Records pointing to named objects

□ □ □ □ □

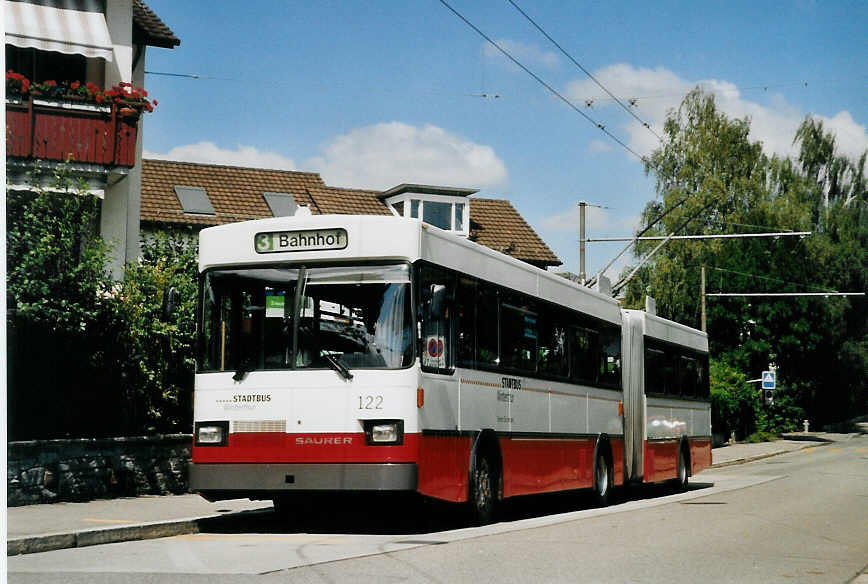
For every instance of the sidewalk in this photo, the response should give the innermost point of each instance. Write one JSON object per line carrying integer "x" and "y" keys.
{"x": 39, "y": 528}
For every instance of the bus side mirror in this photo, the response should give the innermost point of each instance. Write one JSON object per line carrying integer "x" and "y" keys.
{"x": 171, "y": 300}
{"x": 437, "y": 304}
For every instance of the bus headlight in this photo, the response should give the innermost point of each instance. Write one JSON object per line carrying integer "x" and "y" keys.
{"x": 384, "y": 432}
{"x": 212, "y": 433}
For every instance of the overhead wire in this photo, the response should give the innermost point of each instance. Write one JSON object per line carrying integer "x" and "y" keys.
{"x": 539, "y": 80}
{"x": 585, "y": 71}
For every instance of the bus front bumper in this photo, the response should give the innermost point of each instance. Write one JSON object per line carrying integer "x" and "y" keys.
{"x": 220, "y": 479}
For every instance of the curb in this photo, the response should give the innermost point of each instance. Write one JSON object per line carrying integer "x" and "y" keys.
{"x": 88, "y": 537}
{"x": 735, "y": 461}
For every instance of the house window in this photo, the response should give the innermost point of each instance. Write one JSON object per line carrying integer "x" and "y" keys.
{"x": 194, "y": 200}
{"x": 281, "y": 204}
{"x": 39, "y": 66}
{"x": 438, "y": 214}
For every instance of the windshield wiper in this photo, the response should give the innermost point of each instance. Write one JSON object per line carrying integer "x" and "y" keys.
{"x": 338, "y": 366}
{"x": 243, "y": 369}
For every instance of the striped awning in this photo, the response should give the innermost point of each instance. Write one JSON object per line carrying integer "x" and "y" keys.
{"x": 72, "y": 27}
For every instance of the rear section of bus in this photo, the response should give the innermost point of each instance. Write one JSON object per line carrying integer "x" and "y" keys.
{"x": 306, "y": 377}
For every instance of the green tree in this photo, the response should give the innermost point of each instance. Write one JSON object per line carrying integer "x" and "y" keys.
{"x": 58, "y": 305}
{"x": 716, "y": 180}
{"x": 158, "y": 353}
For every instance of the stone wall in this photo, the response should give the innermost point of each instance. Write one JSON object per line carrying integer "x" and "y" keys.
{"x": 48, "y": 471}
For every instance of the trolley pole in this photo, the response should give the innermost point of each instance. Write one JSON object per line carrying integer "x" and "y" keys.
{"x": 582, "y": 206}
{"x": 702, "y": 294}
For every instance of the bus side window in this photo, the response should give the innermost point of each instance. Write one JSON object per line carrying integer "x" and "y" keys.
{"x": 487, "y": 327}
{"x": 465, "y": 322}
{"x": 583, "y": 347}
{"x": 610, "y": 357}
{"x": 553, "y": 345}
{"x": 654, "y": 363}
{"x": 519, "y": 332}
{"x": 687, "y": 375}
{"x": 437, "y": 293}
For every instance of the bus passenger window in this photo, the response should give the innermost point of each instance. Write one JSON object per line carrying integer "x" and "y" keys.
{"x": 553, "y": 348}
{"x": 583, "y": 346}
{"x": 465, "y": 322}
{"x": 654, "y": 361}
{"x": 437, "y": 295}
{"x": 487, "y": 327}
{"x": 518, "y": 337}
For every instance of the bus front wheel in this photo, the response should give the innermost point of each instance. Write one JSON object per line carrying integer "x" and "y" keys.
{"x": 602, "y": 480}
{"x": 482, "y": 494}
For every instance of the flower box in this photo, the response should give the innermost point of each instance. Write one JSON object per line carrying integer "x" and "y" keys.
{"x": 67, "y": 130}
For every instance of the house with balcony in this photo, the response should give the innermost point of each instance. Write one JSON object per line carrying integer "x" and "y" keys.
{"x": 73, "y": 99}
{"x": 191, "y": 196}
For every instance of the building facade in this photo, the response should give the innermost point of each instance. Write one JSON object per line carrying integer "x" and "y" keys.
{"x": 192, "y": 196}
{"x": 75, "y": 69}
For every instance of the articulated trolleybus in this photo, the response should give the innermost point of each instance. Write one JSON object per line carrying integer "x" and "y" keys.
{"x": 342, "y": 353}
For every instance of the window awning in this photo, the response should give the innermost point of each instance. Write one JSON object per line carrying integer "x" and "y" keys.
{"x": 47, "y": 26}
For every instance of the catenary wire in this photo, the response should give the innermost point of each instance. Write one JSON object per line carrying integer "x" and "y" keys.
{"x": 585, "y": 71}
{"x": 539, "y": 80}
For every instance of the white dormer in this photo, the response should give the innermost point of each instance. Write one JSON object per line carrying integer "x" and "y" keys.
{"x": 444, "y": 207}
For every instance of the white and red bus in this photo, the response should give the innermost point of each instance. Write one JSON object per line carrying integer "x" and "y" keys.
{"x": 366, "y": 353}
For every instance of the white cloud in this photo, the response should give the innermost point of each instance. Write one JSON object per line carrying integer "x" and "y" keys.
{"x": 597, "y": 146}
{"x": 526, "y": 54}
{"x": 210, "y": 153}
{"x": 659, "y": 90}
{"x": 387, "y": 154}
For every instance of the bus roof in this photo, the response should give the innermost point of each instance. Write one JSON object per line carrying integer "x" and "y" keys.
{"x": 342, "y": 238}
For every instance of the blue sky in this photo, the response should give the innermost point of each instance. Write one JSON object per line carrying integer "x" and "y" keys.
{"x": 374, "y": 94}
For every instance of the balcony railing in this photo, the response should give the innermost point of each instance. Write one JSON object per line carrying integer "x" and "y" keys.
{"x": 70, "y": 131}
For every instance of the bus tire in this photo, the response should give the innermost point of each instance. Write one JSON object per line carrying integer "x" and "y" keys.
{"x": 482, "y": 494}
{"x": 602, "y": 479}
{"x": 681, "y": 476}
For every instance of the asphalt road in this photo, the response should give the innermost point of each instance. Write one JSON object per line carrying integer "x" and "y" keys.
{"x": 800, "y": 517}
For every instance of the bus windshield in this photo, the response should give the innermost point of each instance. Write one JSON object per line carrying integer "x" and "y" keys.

□ □ □ □ □

Please copy the lines above word for word, leaving out the pictures.

▶ **SOLUTION FOR THIS TASK**:
For every instance of the sidewalk in this photo, the response should give the innermost point of each instance. Write one JSON object per line carrying integer "x" and "y" keys.
{"x": 39, "y": 528}
For every instance of the bus side mirror in this photo, the response should give the innermost point of each instance. Write one JSON object per line carrying integer "x" and "y" keys.
{"x": 171, "y": 300}
{"x": 437, "y": 304}
For every instance of the bus headlight in this photo, the response should give the innermost point of each instance. Write one JSON object per line carrying integer "x" and "y" keys.
{"x": 384, "y": 432}
{"x": 212, "y": 433}
For every instance of the overhead wire in this photo, the response should give the innermost point of each instance. Write one JSON object per line carrying integer "x" and "y" keys.
{"x": 539, "y": 80}
{"x": 585, "y": 71}
For every instance of the bus front bumper in this photo, the response should give the innermost point of each instance. Write one JSON object per line carrying integer "x" and "y" keys.
{"x": 220, "y": 479}
For every instance of the curb in this photo, the response should give the innermost point of each instance. Write one JSON object per line carrying integer "x" and "y" keys.
{"x": 88, "y": 537}
{"x": 735, "y": 461}
For every instance of the house window in this photo, the response should give the innermost point of each instance. Write one JSON object per line carrying integer "x" and "y" keys.
{"x": 194, "y": 200}
{"x": 281, "y": 204}
{"x": 39, "y": 66}
{"x": 438, "y": 214}
For every instance of the windshield wiper in this photo, the response should give the innermost point of each instance. Write one JSON object per line carrying integer "x" and "y" keys.
{"x": 338, "y": 366}
{"x": 243, "y": 369}
For every instance of the striped awning in this photo, the response should give the innermost point of each instance. Write one JSON object per line carrying integer "x" and "y" keys.
{"x": 72, "y": 27}
For every instance of the rear section of bus in this photo, the response should give the innermost point of each instance. Write one JSON object per line carrying integer "x" and "y" keys.
{"x": 306, "y": 377}
For every instance of the green tree in this photo, the response should give the innermost point of each instance. Write one JSON object per line carrying integer "x" and "y" keys.
{"x": 58, "y": 305}
{"x": 716, "y": 180}
{"x": 158, "y": 353}
For every instance of the stone wall in this photo, the response should give the innermost point of each instance. Write one JSON object per line carrying integer "x" and "y" keys.
{"x": 48, "y": 471}
For every instance of the trolley pole in this photo, the response should give the innermost point of each instance. Write one JSON object per line carrying integer "x" and "y" keys.
{"x": 582, "y": 206}
{"x": 702, "y": 294}
For every instance of the bus side window in this photo, the response should give the innermost point of each instance. Write one JSON object per line carrying integer "x" and "y" keys.
{"x": 487, "y": 327}
{"x": 465, "y": 322}
{"x": 583, "y": 347}
{"x": 610, "y": 357}
{"x": 553, "y": 345}
{"x": 654, "y": 363}
{"x": 519, "y": 332}
{"x": 687, "y": 375}
{"x": 437, "y": 293}
For every instance of the bus passenger window in this photo, the response should give the innermost point of each instance. Write one JSON object per line carrying integer "x" and "y" keys.
{"x": 553, "y": 348}
{"x": 583, "y": 346}
{"x": 465, "y": 322}
{"x": 654, "y": 361}
{"x": 437, "y": 295}
{"x": 487, "y": 327}
{"x": 518, "y": 337}
For every instance of the bus front wheel in this photo, the response should give the innermost point of each instance. Write one JSON object per line carrying integer "x" and "y" keys.
{"x": 602, "y": 480}
{"x": 482, "y": 494}
For every instance of the flower box in this photo, the response should give the innermost point of each instance. Write one JSON object per line carrying integer "x" and "y" keys.
{"x": 67, "y": 130}
For every instance of the house with balcony in this photo, the response should give the innermost point of each instance. Write one JSON object per line carrying integer "x" and "y" keys.
{"x": 73, "y": 99}
{"x": 191, "y": 196}
For every instance of the building facade in this photo, the response should give the innermost point of each instance. Write one JSON object per line carrying integer "x" and "y" keys.
{"x": 192, "y": 196}
{"x": 75, "y": 69}
For every instance of the articulated trolleybus in this photo, the response should give the innermost point of each instance. Write one JSON object per line carrying integer "x" and "y" keys.
{"x": 342, "y": 353}
For every instance of the window awning in this photo, the response should give the innermost point of each instance. Write one JSON object per line carrying integer "x" and "y" keys.
{"x": 47, "y": 26}
For every instance of the catenary wire in this photo, the response should give the innermost point of each instance. Write one JSON object per line carrying integer "x" and "y" keys.
{"x": 585, "y": 71}
{"x": 539, "y": 80}
For every instance of the white dormer in this photo, the response should give the innermost point of each instance. Write one JSON object per line carrying integer "x" and "y" keys.
{"x": 444, "y": 207}
For every instance of the white and red bus in this photo, the response should give the innermost point of each instance. Write one JSON object per line carrying integer "x" and "y" keys.
{"x": 366, "y": 353}
For every instance of the white cloud in this photo, the response should give the innermost point of each instance. Write one JSON object per line carrying integer "x" and "y" keys.
{"x": 597, "y": 146}
{"x": 526, "y": 54}
{"x": 210, "y": 153}
{"x": 659, "y": 90}
{"x": 387, "y": 154}
For every instance of the bus roof in this photo, the response should give the innermost point of each instance. Write one JSON object per line carrying integer "x" and "y" keys.
{"x": 342, "y": 238}
For every instance of the blue sky in this photo, the response should give the innermost point of each instance. Write one JSON object per line carrying integer "x" and "y" keys.
{"x": 374, "y": 94}
For every instance of the balcony railing in this photo, the response should give the innermost point of each instance. Write one JSON object per line carrying integer "x" and "y" keys.
{"x": 70, "y": 131}
For every instance of the bus tire in this photo, the response should give the innermost point of each instance. Write one JSON object per line carrying integer "x" and "y" keys.
{"x": 482, "y": 494}
{"x": 602, "y": 479}
{"x": 681, "y": 476}
For every instance of the asphalt road in this photo, the response should give the innermost point of each instance. Write one JSON object per line carrying integer "x" and "y" keys.
{"x": 800, "y": 517}
For every instance of the bus windshield in this photo, the response should give the innermost point of each instance. Write one JSON object per line carrying integer "x" and "y" keys.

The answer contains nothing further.